Written instruction: Write out the records below again, swapping every "paved path" for "walkway" and keeping everything else the same. Leave the pictures out.

(Spatial annotation records)
######
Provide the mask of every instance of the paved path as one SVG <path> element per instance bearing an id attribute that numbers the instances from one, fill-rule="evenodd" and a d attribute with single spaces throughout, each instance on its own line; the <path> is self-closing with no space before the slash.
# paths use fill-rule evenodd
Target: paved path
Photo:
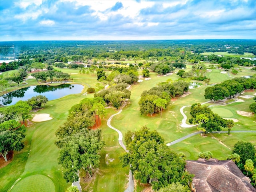
<path id="1" fill-rule="evenodd" d="M 204 102 L 204 103 L 201 103 L 201 104 L 203 105 L 207 103 L 209 103 L 211 101 L 206 101 L 206 102 Z M 180 125 L 180 126 L 181 127 L 183 127 L 183 128 L 188 128 L 196 126 L 196 125 L 189 125 L 188 124 L 187 124 L 186 122 L 188 118 L 187 117 L 187 116 L 184 113 L 184 112 L 183 112 L 183 110 L 184 109 L 184 108 L 185 108 L 185 107 L 190 107 L 191 106 L 191 105 L 185 105 L 185 106 L 183 106 L 181 108 L 180 108 L 180 113 L 181 113 L 181 114 L 182 115 L 182 116 L 183 116 L 183 118 L 181 121 L 181 122 L 182 122 L 182 123 Z"/>
<path id="2" fill-rule="evenodd" d="M 184 136 L 183 137 L 182 137 L 181 138 L 180 138 L 179 139 L 177 139 L 177 140 L 175 140 L 175 141 L 173 141 L 170 143 L 167 143 L 166 145 L 167 146 L 170 146 L 171 145 L 174 145 L 179 142 L 180 142 L 181 141 L 183 141 L 183 140 L 185 140 L 188 138 L 189 138 L 190 137 L 191 137 L 194 135 L 197 135 L 198 134 L 200 134 L 201 133 L 202 133 L 202 131 L 198 131 L 197 132 L 195 132 L 194 133 L 192 133 L 190 134 L 189 135 L 186 135 Z M 227 131 L 213 131 L 210 133 L 227 133 Z M 230 133 L 256 133 L 256 131 L 230 131 Z"/>
<path id="3" fill-rule="evenodd" d="M 114 127 L 112 126 L 110 124 L 110 122 L 112 120 L 112 118 L 116 115 L 118 115 L 118 114 L 120 114 L 122 112 L 122 111 L 123 110 L 123 108 L 125 106 L 125 104 L 122 107 L 119 111 L 116 114 L 114 114 L 114 115 L 112 115 L 110 116 L 110 117 L 109 118 L 108 120 L 108 122 L 107 123 L 107 125 L 108 126 L 112 129 L 114 130 L 116 132 L 117 132 L 118 133 L 118 142 L 119 143 L 119 144 L 126 151 L 126 152 L 128 152 L 128 150 L 126 149 L 126 147 L 124 144 L 124 142 L 123 142 L 123 134 L 122 133 L 122 132 L 120 131 L 117 129 L 116 129 Z"/>
<path id="4" fill-rule="evenodd" d="M 119 144 L 126 151 L 128 152 L 128 151 L 126 149 L 126 147 L 124 144 L 124 142 L 123 142 L 123 134 L 122 133 L 122 132 L 120 131 L 118 129 L 115 128 L 113 127 L 110 124 L 110 122 L 112 120 L 112 118 L 116 115 L 118 115 L 118 114 L 120 114 L 122 112 L 123 108 L 125 106 L 126 104 L 123 105 L 122 107 L 119 111 L 116 113 L 116 114 L 114 114 L 114 115 L 112 115 L 110 116 L 110 117 L 109 118 L 108 120 L 108 122 L 107 123 L 107 124 L 108 126 L 111 129 L 114 130 L 116 132 L 117 132 L 118 134 L 118 142 L 119 143 Z M 130 169 L 129 172 L 129 182 L 128 184 L 128 187 L 124 191 L 124 192 L 133 192 L 134 190 L 134 182 L 133 180 L 133 177 L 132 177 L 132 171 Z"/>

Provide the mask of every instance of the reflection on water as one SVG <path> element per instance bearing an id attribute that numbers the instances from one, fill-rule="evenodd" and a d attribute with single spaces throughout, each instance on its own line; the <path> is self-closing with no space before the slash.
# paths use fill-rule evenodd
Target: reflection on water
<path id="1" fill-rule="evenodd" d="M 0 104 L 14 105 L 20 100 L 25 101 L 39 95 L 46 96 L 49 100 L 53 100 L 70 94 L 80 93 L 83 88 L 82 85 L 78 84 L 31 86 L 10 92 L 0 97 Z"/>

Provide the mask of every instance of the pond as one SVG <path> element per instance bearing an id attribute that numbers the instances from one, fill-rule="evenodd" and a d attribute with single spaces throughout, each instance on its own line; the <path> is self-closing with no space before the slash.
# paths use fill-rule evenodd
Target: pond
<path id="1" fill-rule="evenodd" d="M 201 85 L 202 85 L 202 84 L 199 83 L 198 82 L 191 82 L 189 84 L 188 86 L 189 89 L 194 89 L 195 88 L 197 88 L 199 87 Z"/>
<path id="2" fill-rule="evenodd" d="M 53 100 L 70 94 L 80 93 L 83 88 L 84 86 L 79 84 L 31 86 L 3 95 L 0 97 L 0 104 L 4 106 L 14 105 L 19 100 L 26 101 L 39 95 L 46 96 L 49 100 Z"/>

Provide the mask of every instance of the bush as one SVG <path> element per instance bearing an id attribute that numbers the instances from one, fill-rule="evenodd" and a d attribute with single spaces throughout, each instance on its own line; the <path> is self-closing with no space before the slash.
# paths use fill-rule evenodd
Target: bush
<path id="1" fill-rule="evenodd" d="M 95 89 L 92 88 L 92 87 L 89 87 L 87 89 L 87 90 L 86 91 L 88 93 L 94 93 L 95 92 Z"/>

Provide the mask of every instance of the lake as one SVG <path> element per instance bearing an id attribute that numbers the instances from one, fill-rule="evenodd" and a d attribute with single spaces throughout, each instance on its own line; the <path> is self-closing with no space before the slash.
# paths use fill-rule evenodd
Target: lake
<path id="1" fill-rule="evenodd" d="M 3 95 L 0 97 L 0 104 L 4 106 L 14 105 L 19 100 L 26 101 L 39 95 L 46 96 L 50 101 L 70 94 L 80 93 L 83 88 L 83 86 L 77 84 L 31 86 Z"/>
######
Complete response:
Provide the mask of every instance of the walkway as one SVG <path> element per instance bearing an id attribute that numbers the instances from one, fill-rule="evenodd" and a d attribute with single spaces throughout, each instance on its own line; the <path> is self-closing with no space before the slash.
# paths use fill-rule evenodd
Target: walkway
Photo:
<path id="1" fill-rule="evenodd" d="M 204 102 L 204 103 L 201 103 L 201 104 L 203 105 L 207 103 L 209 103 L 211 101 L 206 101 L 206 102 Z M 180 125 L 180 126 L 181 127 L 183 127 L 183 128 L 188 128 L 196 126 L 196 125 L 189 125 L 188 124 L 187 124 L 186 122 L 188 118 L 187 117 L 187 116 L 184 113 L 184 112 L 183 112 L 183 110 L 184 109 L 184 108 L 185 108 L 185 107 L 190 107 L 191 106 L 191 105 L 185 105 L 185 106 L 183 106 L 181 108 L 180 108 L 180 113 L 181 113 L 181 114 L 182 115 L 182 116 L 183 116 L 183 118 L 181 121 L 181 122 L 182 122 L 182 123 Z"/>
<path id="2" fill-rule="evenodd" d="M 184 136 L 183 137 L 182 137 L 181 138 L 180 138 L 179 139 L 177 139 L 177 140 L 175 140 L 175 141 L 173 141 L 170 143 L 167 143 L 166 145 L 167 146 L 170 146 L 171 145 L 174 145 L 179 142 L 180 142 L 181 141 L 183 141 L 183 140 L 185 140 L 188 138 L 189 138 L 190 137 L 191 137 L 194 135 L 197 135 L 198 134 L 200 134 L 201 133 L 202 133 L 202 131 L 198 131 L 197 132 L 195 132 L 194 133 L 192 133 L 190 134 L 189 135 L 186 135 Z M 227 131 L 213 131 L 210 133 L 227 133 Z M 230 133 L 256 133 L 256 131 L 230 131 Z"/>
<path id="3" fill-rule="evenodd" d="M 114 127 L 112 126 L 110 124 L 110 122 L 112 120 L 112 118 L 116 115 L 118 115 L 118 114 L 120 114 L 122 112 L 122 111 L 123 110 L 123 108 L 125 106 L 125 104 L 122 107 L 119 111 L 116 114 L 114 114 L 114 115 L 112 115 L 110 116 L 110 117 L 109 118 L 108 120 L 108 122 L 107 123 L 107 125 L 108 126 L 112 129 L 114 130 L 116 132 L 117 132 L 118 133 L 118 142 L 119 143 L 119 144 L 126 151 L 126 152 L 128 152 L 128 150 L 126 149 L 126 147 L 124 144 L 124 142 L 123 142 L 123 134 L 122 133 L 122 132 L 120 131 L 117 129 L 116 129 Z"/>
<path id="4" fill-rule="evenodd" d="M 119 144 L 126 151 L 128 152 L 128 151 L 126 149 L 126 147 L 124 144 L 124 142 L 123 142 L 123 134 L 122 133 L 122 132 L 120 131 L 118 129 L 115 128 L 113 127 L 110 124 L 110 122 L 112 120 L 112 118 L 116 115 L 118 115 L 118 114 L 120 114 L 122 112 L 123 108 L 125 106 L 126 104 L 123 105 L 122 107 L 119 111 L 116 113 L 116 114 L 114 114 L 114 115 L 112 115 L 110 116 L 110 117 L 109 118 L 108 120 L 108 122 L 107 123 L 107 124 L 108 126 L 111 129 L 114 130 L 116 132 L 117 132 L 118 134 L 118 142 L 119 143 Z M 130 169 L 129 172 L 129 182 L 128 184 L 128 187 L 124 191 L 124 192 L 133 192 L 134 190 L 134 182 L 133 180 L 133 177 L 132 177 L 132 171 Z"/>

Provide the mask of every instance of the reflection on water as one SVG <path> element per instance bearing an id attribute that numbers the instances from one, fill-rule="evenodd" and a d attribute with single spaces throughout, each instance on its own line; the <path> is self-closing with no space before the slash.
# paths use fill-rule evenodd
Target: reflection on water
<path id="1" fill-rule="evenodd" d="M 0 104 L 14 105 L 20 100 L 25 101 L 39 95 L 46 96 L 49 100 L 53 100 L 70 94 L 80 93 L 83 88 L 82 85 L 78 84 L 31 86 L 10 92 L 0 97 Z"/>

Provide the mask of every instance of the pond as one SVG <path> element per instance bearing an id attribute that numbers the instances from one, fill-rule="evenodd" and a d attribute with single spaces throughout, each instance on its own line; the <path> is self-closing with no space before the slash.
# paths use fill-rule evenodd
Target: pond
<path id="1" fill-rule="evenodd" d="M 201 85 L 202 85 L 202 84 L 199 83 L 198 82 L 191 82 L 189 84 L 188 86 L 189 89 L 194 89 L 195 88 L 197 88 L 199 87 Z"/>
<path id="2" fill-rule="evenodd" d="M 53 100 L 70 94 L 80 93 L 83 88 L 84 86 L 79 84 L 31 86 L 3 95 L 0 97 L 0 104 L 4 106 L 14 105 L 19 100 L 26 101 L 39 95 L 46 96 L 49 100 Z"/>

Provide the mask of every instance of the bush as one SVG <path> element per instance bearing an id attribute that numbers the instances from one, fill-rule="evenodd" and a d attribute with single spaces throughout, each instance on its own line; the <path> is self-closing with no space before the slash.
# paths use fill-rule evenodd
Target: bush
<path id="1" fill-rule="evenodd" d="M 95 89 L 92 88 L 92 87 L 89 87 L 87 89 L 87 90 L 86 91 L 88 93 L 94 93 L 95 92 Z"/>

Provide the mask of every instance of the lake as one SVG <path> element per instance bearing an id attribute that numbers the instances from one, fill-rule="evenodd" and a d attribute with single spaces throughout, each instance on its own line; the <path> is self-closing with no space before the slash.
# paths use fill-rule evenodd
Target: lake
<path id="1" fill-rule="evenodd" d="M 3 95 L 0 97 L 0 104 L 4 106 L 14 105 L 19 100 L 26 101 L 39 95 L 46 96 L 50 101 L 70 94 L 80 93 L 83 88 L 83 86 L 77 84 L 31 86 Z"/>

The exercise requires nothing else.